[Pointing records]
= = = = =

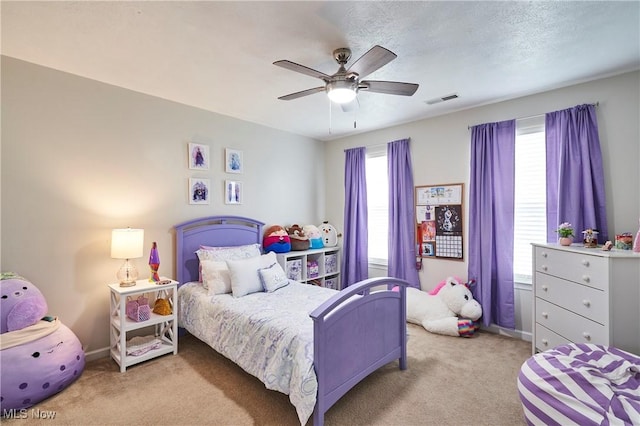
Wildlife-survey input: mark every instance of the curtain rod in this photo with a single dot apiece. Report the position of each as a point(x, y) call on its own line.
point(595, 104)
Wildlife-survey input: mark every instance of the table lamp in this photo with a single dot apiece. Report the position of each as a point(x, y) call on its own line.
point(127, 244)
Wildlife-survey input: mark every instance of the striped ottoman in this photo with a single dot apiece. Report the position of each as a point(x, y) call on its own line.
point(581, 384)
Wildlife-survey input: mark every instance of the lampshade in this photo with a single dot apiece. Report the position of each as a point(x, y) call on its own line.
point(127, 243)
point(341, 91)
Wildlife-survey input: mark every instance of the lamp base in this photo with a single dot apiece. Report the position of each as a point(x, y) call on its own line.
point(128, 274)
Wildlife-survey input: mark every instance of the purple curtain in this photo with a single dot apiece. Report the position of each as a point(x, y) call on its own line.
point(402, 228)
point(491, 203)
point(575, 177)
point(355, 255)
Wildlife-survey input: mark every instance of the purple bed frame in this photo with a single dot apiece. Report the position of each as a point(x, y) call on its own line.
point(366, 333)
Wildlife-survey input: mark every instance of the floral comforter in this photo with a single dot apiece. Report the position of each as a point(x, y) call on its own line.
point(269, 335)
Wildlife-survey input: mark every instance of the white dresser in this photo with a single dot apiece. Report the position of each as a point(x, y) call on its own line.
point(585, 295)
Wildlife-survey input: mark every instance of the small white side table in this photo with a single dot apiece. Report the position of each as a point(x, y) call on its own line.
point(165, 327)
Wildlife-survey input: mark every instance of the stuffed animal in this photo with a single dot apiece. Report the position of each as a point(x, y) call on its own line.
point(451, 311)
point(276, 240)
point(299, 240)
point(315, 236)
point(40, 356)
point(329, 234)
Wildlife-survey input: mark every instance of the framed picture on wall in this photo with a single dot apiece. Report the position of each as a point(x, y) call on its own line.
point(233, 161)
point(198, 156)
point(232, 192)
point(439, 224)
point(199, 191)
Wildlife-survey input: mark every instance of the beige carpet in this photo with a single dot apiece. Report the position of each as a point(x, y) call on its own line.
point(450, 381)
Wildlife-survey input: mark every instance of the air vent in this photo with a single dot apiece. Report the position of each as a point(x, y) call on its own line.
point(442, 99)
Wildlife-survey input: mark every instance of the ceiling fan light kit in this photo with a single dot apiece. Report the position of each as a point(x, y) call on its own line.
point(343, 86)
point(342, 91)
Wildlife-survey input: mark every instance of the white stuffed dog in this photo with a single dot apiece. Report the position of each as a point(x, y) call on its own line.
point(452, 311)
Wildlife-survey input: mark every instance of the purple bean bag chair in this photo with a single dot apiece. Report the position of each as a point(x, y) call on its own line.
point(39, 356)
point(581, 384)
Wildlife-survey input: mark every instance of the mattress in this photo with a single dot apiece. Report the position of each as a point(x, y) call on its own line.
point(269, 335)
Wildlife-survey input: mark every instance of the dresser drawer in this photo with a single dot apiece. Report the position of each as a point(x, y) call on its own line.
point(547, 339)
point(583, 300)
point(579, 267)
point(569, 324)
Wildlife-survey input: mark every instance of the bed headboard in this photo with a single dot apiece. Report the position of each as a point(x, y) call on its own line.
point(217, 231)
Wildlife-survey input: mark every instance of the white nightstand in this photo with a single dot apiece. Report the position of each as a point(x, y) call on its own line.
point(165, 327)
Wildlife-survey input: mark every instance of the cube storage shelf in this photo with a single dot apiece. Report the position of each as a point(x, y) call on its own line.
point(314, 266)
point(164, 327)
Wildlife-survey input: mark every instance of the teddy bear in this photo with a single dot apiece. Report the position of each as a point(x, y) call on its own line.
point(451, 310)
point(314, 235)
point(40, 355)
point(299, 240)
point(276, 240)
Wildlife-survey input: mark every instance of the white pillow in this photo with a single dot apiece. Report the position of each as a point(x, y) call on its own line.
point(244, 276)
point(216, 277)
point(273, 277)
point(268, 259)
point(228, 253)
point(222, 254)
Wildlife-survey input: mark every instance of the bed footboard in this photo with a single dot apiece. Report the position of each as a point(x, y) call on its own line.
point(356, 332)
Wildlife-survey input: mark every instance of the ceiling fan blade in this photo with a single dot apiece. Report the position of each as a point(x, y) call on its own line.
point(389, 87)
point(351, 106)
point(375, 58)
point(302, 69)
point(297, 95)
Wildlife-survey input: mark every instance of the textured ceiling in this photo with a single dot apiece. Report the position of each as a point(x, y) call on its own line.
point(218, 55)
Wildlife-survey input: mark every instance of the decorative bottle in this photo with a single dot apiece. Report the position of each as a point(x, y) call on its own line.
point(154, 263)
point(636, 242)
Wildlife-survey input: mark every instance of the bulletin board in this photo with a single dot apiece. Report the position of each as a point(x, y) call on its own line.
point(439, 225)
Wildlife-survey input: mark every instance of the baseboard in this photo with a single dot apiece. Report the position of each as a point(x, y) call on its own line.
point(517, 334)
point(97, 354)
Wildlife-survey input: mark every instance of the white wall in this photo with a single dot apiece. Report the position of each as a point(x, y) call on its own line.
point(440, 153)
point(80, 157)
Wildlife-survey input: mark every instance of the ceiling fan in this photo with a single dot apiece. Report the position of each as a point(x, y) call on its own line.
point(343, 86)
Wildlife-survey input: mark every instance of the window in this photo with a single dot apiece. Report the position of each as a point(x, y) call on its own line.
point(530, 221)
point(378, 205)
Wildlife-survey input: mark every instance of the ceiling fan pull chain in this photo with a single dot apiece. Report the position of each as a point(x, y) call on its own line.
point(329, 117)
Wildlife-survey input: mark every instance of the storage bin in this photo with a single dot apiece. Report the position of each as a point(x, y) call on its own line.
point(294, 269)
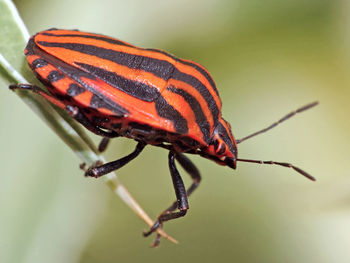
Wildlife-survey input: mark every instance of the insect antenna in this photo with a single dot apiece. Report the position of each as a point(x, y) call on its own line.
point(288, 165)
point(288, 116)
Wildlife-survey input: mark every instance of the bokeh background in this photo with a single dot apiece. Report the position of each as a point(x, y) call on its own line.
point(267, 57)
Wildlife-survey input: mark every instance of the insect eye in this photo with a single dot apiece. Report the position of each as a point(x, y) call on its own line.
point(216, 144)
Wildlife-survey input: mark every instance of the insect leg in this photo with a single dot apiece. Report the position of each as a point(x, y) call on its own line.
point(106, 168)
point(103, 144)
point(181, 196)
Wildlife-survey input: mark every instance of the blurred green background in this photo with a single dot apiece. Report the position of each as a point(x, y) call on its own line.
point(268, 57)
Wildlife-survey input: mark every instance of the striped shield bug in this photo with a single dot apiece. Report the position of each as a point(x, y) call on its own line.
point(116, 89)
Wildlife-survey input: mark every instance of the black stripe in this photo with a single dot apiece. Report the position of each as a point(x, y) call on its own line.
point(160, 68)
point(204, 73)
point(30, 47)
point(201, 120)
point(99, 37)
point(226, 138)
point(136, 89)
point(167, 111)
point(98, 102)
point(195, 83)
point(74, 90)
point(200, 69)
point(77, 74)
point(54, 76)
point(39, 63)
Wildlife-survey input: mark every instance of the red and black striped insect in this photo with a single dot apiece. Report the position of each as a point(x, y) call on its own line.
point(116, 89)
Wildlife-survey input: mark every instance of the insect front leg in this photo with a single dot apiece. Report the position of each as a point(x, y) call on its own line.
point(97, 171)
point(180, 191)
point(103, 144)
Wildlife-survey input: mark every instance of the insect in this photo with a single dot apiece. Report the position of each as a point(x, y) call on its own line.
point(116, 89)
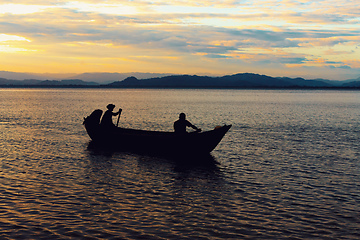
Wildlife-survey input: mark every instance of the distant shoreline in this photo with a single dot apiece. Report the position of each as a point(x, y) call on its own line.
point(172, 87)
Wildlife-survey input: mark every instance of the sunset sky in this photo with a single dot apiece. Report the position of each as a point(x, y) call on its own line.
point(310, 39)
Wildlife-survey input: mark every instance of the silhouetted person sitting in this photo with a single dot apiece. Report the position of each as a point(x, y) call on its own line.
point(106, 120)
point(181, 124)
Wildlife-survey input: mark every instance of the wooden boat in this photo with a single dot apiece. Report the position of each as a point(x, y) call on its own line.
point(153, 141)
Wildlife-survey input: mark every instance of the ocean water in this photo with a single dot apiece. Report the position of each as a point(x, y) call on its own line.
point(289, 168)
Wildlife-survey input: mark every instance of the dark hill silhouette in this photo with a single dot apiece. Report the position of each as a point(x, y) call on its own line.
point(241, 80)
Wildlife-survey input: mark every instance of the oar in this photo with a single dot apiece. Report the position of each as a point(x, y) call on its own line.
point(117, 123)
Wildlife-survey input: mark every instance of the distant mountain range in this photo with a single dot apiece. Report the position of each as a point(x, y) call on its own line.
point(241, 80)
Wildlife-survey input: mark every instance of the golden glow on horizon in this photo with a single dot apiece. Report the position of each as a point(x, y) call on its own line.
point(319, 38)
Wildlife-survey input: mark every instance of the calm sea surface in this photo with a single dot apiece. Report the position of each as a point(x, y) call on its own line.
point(289, 168)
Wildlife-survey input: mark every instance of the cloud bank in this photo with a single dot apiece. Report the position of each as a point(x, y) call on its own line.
point(279, 38)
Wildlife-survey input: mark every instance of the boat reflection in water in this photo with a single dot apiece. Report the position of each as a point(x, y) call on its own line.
point(153, 142)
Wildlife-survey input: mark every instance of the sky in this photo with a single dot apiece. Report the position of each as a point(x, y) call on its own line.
point(310, 39)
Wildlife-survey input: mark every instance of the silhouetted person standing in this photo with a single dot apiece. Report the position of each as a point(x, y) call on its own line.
point(181, 124)
point(106, 120)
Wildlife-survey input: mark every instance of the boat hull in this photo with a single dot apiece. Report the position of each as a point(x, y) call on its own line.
point(153, 141)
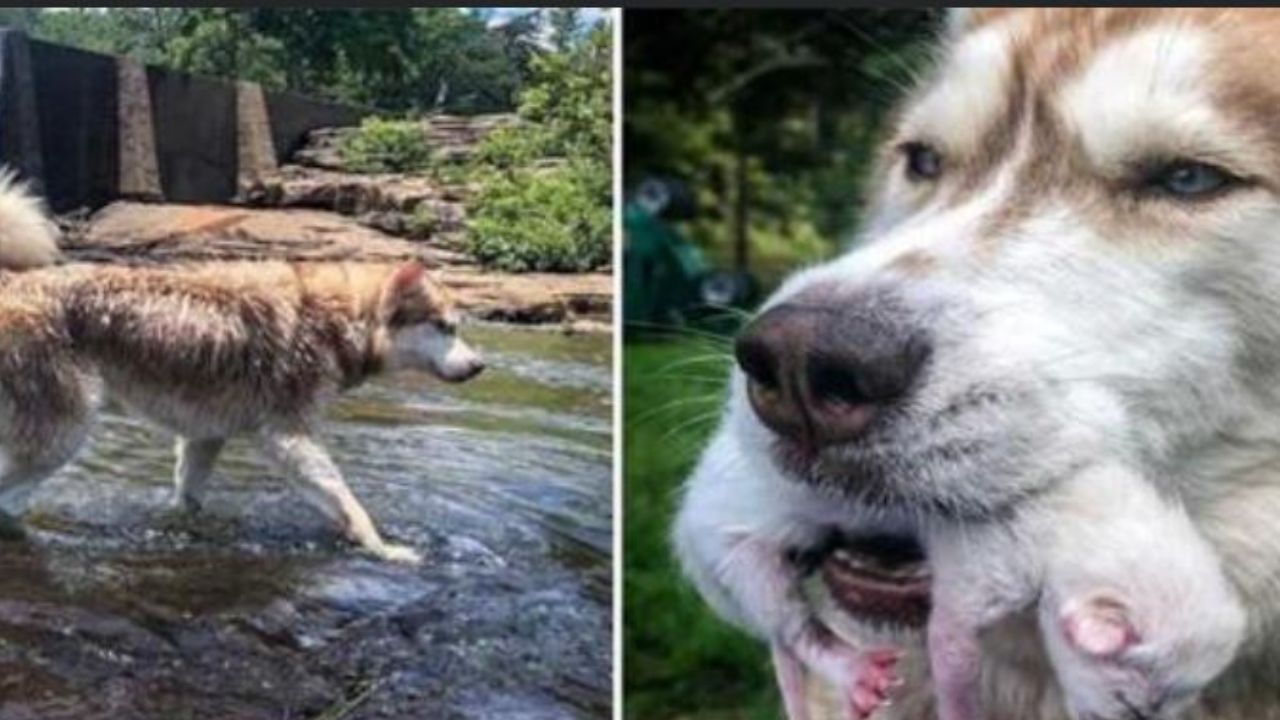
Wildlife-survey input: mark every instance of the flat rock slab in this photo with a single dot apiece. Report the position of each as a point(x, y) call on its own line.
point(172, 233)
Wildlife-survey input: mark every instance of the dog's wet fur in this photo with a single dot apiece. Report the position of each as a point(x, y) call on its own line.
point(1096, 268)
point(205, 351)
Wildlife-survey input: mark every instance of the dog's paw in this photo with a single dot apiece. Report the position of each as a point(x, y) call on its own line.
point(401, 554)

= = = = =

» **Your instructions**:
Only the lines from the one containing "Wildlife-survey input: mark every instance of the flat" through the end of the material should be reproduced, exactly, with both ends included.

» **Problem solution**:
Wildlife-survey input: mark every instance of the flat rock slab in this photo with a single dot apiece. Report the position of each as a point(x, y) call on its own line.
point(172, 233)
Wildlife-survey input: mark every instance of the dog's wet fur in this photo with a single dot apiece. Report the position of each as a point(x, y) call on its own line.
point(1096, 268)
point(205, 351)
Wildlife-survey input: mark every instance of the dog's paw in this photo with a single dot apiece. Report the position of each as a point(x, y) call on its own line.
point(401, 554)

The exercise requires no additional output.